Excerpt from a dataset:
-- BEGIN --
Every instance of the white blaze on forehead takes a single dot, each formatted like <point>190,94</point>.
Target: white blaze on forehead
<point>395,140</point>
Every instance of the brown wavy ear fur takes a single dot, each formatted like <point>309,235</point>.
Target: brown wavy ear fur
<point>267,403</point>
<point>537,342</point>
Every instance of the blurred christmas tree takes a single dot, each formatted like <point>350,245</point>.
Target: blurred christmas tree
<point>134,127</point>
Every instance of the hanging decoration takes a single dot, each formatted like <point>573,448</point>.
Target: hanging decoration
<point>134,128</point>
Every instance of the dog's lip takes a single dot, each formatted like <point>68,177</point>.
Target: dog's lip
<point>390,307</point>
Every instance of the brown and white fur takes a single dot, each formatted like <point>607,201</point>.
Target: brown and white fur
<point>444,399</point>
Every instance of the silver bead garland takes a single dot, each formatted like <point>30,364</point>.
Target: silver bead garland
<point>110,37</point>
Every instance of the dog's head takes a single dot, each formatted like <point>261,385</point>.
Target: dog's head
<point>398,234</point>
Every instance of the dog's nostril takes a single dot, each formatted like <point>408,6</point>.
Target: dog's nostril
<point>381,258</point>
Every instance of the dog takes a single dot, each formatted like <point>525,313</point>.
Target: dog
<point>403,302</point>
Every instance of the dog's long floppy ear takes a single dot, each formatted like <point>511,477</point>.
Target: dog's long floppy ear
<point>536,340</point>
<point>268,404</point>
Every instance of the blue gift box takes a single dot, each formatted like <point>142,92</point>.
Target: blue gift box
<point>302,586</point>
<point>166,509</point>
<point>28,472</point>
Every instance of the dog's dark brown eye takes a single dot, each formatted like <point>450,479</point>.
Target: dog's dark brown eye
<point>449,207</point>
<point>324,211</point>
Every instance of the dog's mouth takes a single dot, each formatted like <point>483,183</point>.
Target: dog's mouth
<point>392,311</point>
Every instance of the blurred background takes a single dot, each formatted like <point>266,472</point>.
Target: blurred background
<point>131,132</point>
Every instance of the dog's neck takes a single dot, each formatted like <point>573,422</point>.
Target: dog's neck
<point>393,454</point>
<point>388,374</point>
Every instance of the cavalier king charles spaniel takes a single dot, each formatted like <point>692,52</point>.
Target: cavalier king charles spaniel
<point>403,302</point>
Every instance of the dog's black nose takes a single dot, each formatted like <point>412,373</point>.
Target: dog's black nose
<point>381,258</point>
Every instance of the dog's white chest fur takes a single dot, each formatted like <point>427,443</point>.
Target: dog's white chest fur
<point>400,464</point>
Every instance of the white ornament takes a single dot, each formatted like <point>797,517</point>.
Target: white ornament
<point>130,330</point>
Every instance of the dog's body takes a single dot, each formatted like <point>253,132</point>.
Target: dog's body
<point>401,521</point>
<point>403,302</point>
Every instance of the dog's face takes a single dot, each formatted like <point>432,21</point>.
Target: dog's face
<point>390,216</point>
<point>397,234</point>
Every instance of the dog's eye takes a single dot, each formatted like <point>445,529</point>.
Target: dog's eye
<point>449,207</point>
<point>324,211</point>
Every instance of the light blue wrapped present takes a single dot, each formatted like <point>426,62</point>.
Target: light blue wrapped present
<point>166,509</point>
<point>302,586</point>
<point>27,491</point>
-- END --
Work instructions →
Write the listing out again, exactly as shown above.

Response for this exercise →
Every instance of the white blaze on forehead takes a single dot, each formatted like <point>190,94</point>.
Target: white blaze on forehead
<point>395,140</point>
Every instance of the brown wavy ear fur takes a single dot, each formatted like <point>309,235</point>.
Target: brown wavy ear fur
<point>267,403</point>
<point>537,342</point>
Every instance of the blurred christmas tree takes a single dot, each formatted like <point>350,245</point>.
Target: blurred christmas tree
<point>134,127</point>
Every instance of the hanging decoration takes a single dot, each formatted like <point>573,448</point>.
Target: hanging decoration
<point>134,128</point>
Every instance of the dog's lip takes a single dot, each formatted like <point>68,177</point>.
Target: dog's lip
<point>390,307</point>
Every instance of the brown and white fur takes a single dot, each formatted like <point>607,201</point>.
Target: brown and white fur
<point>444,399</point>
Every instance of the silver bead garland takes a single dot, each formatted like <point>30,364</point>.
Target: silver bead garland
<point>110,37</point>
Every instance of the dog's head takes a single dot, each formatted like <point>261,385</point>.
Target: dog's head
<point>398,234</point>
Every instance of the dog's nostril takes a single dot, each formatted like <point>408,6</point>.
Target: dog's nostril
<point>381,258</point>
Every instance of the dog takes a single dot, each formatted like <point>525,313</point>.
Target: dog
<point>403,302</point>
Every instance of the dog's long floppy ear takes a single dot, each formatted like <point>511,477</point>.
Target: dog's long floppy ear
<point>536,340</point>
<point>268,404</point>
Every instance of the blue gift box takes a single dot, each formatted like <point>142,92</point>.
Target: blue gift box
<point>302,586</point>
<point>166,509</point>
<point>28,472</point>
Every instance of the dog's dark brown eye takes a single dot, each formatted like <point>450,479</point>.
Target: dog's dark brown eye
<point>449,207</point>
<point>324,211</point>
Every instance of the dog's mouth takes a single dot, each formatted like <point>483,183</point>.
Target: dog's mouth
<point>392,311</point>
Every instance of the blurred background takes a single dot, each formatted like <point>266,472</point>.
Target: blurred background
<point>131,132</point>
Every instance of the dog's neck takes a single dot, each formatted like <point>573,422</point>.
Target: dog's neck
<point>393,454</point>
<point>388,374</point>
Every instance of the cavalier king charles spaniel takes a single dot, each formatted like <point>692,52</point>.
Target: cavalier king charles spaniel
<point>403,302</point>
Every instance of the dog's black nose takes a single dot, each formatted like <point>412,373</point>.
Target: dog's black nose
<point>381,258</point>
Every instance of the dog's white chest fur takes a single dot, each formatted like <point>427,443</point>.
Target: dog's white chest fur
<point>400,464</point>
Every instance of the white ornament takes a single dot, each formatted like <point>797,517</point>.
Target: white ornament
<point>130,330</point>
Every instance of the dog's body takes a single dot, each formatted like <point>253,132</point>.
Target: dog's body
<point>401,521</point>
<point>403,302</point>
Every instance of the dog's face takes a single dot, each formatted like <point>432,21</point>.
Target: dog's face
<point>390,216</point>
<point>397,234</point>
Every instance of the dog's eye takes a single dot, each formatted like <point>445,529</point>.
Target: dog's eye
<point>449,207</point>
<point>324,211</point>
Every instance of the light blue wrapped present takes a single dot, each formatted like <point>426,62</point>.
Target: light blue wrapped present
<point>166,509</point>
<point>302,586</point>
<point>27,491</point>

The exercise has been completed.